Work to be completed:
Exactly reproduce the lines from the line that has "Find the parked" down to the last line of the entries, inclusive.

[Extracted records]
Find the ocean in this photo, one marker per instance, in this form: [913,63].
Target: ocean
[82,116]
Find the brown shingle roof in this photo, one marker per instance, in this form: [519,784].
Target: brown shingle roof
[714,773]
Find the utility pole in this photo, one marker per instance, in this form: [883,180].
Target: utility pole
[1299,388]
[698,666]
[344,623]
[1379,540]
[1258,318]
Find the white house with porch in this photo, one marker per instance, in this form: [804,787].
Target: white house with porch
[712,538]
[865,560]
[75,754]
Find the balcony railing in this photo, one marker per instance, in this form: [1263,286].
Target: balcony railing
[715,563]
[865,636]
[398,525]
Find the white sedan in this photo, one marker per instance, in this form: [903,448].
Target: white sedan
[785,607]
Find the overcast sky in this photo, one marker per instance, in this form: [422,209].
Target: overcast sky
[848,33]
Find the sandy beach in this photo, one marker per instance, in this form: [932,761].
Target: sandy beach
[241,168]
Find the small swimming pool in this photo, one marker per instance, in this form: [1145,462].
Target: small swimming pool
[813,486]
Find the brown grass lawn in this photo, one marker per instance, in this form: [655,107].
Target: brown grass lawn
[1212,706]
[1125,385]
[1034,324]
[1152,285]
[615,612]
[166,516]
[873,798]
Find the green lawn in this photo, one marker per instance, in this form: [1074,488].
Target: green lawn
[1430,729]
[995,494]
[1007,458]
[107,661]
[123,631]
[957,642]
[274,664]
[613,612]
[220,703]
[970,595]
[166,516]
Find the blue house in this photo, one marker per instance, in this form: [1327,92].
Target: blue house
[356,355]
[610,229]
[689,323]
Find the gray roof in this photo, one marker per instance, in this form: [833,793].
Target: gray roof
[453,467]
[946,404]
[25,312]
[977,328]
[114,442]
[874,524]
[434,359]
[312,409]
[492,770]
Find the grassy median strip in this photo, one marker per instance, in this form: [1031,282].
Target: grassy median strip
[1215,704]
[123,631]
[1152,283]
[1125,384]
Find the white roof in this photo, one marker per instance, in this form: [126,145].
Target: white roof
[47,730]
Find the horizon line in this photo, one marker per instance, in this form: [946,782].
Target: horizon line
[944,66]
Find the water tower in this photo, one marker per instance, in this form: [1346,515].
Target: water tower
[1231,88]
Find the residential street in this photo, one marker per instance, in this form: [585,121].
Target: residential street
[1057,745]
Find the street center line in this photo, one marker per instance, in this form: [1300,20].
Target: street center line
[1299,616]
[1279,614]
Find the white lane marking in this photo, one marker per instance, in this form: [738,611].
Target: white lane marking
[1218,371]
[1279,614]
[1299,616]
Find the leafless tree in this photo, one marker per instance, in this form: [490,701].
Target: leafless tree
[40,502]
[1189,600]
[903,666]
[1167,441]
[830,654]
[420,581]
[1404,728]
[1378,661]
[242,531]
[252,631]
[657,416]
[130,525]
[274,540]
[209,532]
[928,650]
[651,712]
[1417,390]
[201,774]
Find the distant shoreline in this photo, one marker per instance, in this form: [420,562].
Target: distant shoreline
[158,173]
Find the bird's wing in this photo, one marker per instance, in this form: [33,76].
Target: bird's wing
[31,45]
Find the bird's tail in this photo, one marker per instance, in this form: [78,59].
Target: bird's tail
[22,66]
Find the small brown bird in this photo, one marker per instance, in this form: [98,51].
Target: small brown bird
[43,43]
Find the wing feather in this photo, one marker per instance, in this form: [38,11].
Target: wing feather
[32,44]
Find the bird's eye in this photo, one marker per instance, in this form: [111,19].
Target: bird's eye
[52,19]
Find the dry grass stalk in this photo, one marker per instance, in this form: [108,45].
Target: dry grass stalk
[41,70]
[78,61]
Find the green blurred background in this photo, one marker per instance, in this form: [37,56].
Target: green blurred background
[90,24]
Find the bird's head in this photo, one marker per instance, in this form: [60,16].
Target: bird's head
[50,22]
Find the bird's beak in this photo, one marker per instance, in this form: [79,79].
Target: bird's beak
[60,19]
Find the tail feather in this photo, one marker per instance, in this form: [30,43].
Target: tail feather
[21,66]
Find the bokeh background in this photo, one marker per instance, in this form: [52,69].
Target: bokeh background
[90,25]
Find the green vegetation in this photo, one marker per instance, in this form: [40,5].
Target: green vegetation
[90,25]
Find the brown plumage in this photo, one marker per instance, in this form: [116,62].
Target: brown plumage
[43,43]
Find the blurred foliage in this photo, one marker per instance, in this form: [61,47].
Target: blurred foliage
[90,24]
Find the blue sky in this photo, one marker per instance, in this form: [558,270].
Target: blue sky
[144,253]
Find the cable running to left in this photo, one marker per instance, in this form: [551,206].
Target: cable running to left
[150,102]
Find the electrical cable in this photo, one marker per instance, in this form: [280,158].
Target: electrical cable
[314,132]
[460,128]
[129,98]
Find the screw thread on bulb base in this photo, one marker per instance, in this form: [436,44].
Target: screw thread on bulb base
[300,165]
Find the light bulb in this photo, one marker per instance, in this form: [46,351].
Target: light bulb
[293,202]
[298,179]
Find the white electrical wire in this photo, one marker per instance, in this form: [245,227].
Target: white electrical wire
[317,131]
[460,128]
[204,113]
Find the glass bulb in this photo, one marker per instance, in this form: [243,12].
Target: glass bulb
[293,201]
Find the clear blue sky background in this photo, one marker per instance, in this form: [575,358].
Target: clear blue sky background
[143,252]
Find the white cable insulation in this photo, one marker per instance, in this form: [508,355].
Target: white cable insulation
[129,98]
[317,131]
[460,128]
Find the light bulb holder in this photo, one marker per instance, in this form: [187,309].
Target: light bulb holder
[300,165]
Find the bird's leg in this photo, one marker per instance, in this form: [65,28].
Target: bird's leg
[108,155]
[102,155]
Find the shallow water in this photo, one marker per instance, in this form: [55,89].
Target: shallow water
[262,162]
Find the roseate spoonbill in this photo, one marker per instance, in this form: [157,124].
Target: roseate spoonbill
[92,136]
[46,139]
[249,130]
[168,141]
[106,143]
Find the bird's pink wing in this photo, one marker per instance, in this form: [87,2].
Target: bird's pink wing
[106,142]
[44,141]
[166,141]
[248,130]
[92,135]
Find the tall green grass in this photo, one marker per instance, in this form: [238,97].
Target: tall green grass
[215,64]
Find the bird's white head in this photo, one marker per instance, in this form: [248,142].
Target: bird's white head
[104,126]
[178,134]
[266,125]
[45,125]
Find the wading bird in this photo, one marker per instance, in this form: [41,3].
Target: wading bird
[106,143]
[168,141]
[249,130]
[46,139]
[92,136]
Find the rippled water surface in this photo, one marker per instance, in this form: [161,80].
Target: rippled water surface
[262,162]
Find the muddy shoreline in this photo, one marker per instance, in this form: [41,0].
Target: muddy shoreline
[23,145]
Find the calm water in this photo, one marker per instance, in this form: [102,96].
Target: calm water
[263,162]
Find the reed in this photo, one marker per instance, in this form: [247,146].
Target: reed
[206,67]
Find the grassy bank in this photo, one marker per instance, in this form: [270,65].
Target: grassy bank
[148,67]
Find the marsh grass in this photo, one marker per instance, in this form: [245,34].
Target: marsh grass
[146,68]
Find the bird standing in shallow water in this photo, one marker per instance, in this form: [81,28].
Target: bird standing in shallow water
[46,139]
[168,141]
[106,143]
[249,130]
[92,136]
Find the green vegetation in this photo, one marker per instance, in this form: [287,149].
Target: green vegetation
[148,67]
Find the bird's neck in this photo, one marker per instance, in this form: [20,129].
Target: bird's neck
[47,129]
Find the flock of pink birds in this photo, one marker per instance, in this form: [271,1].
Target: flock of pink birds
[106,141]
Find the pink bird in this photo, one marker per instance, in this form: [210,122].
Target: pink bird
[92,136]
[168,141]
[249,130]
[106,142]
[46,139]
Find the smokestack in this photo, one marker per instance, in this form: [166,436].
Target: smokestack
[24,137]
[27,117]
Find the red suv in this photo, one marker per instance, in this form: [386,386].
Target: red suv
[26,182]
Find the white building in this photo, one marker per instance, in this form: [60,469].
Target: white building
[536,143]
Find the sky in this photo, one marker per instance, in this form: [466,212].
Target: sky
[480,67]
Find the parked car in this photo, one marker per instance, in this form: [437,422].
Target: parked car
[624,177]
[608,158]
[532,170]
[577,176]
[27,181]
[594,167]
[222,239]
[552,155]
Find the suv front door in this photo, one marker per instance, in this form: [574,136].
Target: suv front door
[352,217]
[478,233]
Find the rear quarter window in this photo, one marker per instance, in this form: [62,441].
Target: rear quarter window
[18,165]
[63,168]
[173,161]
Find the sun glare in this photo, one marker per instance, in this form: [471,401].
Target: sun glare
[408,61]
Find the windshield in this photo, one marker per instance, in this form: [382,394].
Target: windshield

Result of the task:
Find the parked car in this photo, one marker per instance, in this form: [437,422].
Target: parked car
[624,177]
[608,158]
[532,170]
[577,176]
[27,181]
[594,167]
[222,239]
[552,155]
Find the suv front door in this photo, one marker per instance, in this form: [574,136].
Target: suv front door
[352,217]
[478,233]
Find the rear quarter window in this photo, one marker per instance, in this form: [62,441].
Target: rear quarter window
[18,165]
[63,168]
[173,161]
Find the sun glare in this photo, one marker per instance, in this form: [471,401].
Target: sun glare
[408,61]
Find the windshield in this photo, one marker per instance, in this form: [382,394].
Target: windshield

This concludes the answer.